— begin Text excerpt —

# Just a heads up



## ausable_steelhead (Sep 30, 2002)

Anyone hitting the river in the near future, beware of iffy conditions, more than likely. Bad flow management lately has caused the lower, slower portions to lock up and there will be varying degrees of shelf/anchor ice in the upper portion.

When they drop the flow to 600cfs on a cold night, with the water temp already flirting with freezing, you get very bad, very extensive shelf ice. When they jack it back up, the previous shelf is now under water, and covered by new shelf. Makes for slick, and sometimes dangerous footing. 

These low flows also cause ice flows, as the river being a smidge above 32* will start it freezing or "making ice". Sometimes this is just slush, sometimes it's actual ice flows. I've had mornings where you couldn't fish till 1-2-3 in the afternoon, as this can take time to burn off. Some holes can turn unfishable, even in the upper section, due to substantial shelf ice. It sometimes extends right out to the current edge. The fish typically lay right off that edge, and are therefore, inaccessible.

This is the chart from the last few days. Consumers is so predictable, it's comical. Notice a steep drop down to almost 300cfs for a bit last night, then a quick rise. Same thing they did the previous day...


----------



## GrizzlyAdams237 (Jan 29, 2010)

Thanks for the info looks like a no go for me 2morrow.


----------



## Ron Matthews (Aug 10, 2006)

ausable_steelhead said:


> This is the chart from the last few days. Consumers is so predictable, it's comical. Notice a steep drop down to almost 300cfs for a bit last night, then a quick rise. Same thing they did the previous day...


switching units back and forth.


----------



## Fishndude (Feb 22, 2003)

When it gets real cold out - like now, the water sources that create the river freeze up, and less water flows down. It IS a fact, although that doesn't make it any more palatable for fishermen. Consumers can't just run the impoundments dry to keep the flows artificially high. I agree that the crazy spikes and drops they have lately could be avoided to some extent. But the truth is that there simply isn't as much water coming down the river as there would be if temps were higher.

— end Text excerpt —
— begin Records provided —

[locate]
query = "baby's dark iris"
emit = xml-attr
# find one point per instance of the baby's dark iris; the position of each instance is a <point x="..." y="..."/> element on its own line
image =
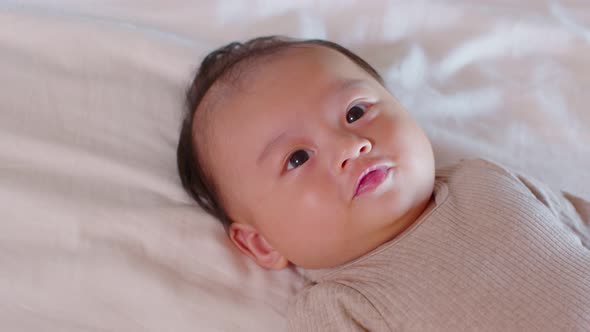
<point x="354" y="113"/>
<point x="298" y="158"/>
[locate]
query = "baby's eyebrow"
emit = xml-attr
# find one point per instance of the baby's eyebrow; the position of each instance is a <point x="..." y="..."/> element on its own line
<point x="341" y="85"/>
<point x="268" y="148"/>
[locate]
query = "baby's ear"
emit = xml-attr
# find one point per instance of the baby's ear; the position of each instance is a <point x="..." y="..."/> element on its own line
<point x="252" y="243"/>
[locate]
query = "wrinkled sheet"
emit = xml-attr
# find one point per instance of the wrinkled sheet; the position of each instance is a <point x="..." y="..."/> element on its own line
<point x="96" y="233"/>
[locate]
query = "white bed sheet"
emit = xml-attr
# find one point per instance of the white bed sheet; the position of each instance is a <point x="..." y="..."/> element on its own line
<point x="96" y="233"/>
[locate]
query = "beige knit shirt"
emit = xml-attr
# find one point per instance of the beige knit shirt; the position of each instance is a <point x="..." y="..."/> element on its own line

— end Records provided —

What is needed: In the river ice thread, what flow does the first post say they drop to on a cold night, producing very bad, very extensive shelf ice? Answer from the river ice thread alone.

Solved exercise: 600cfs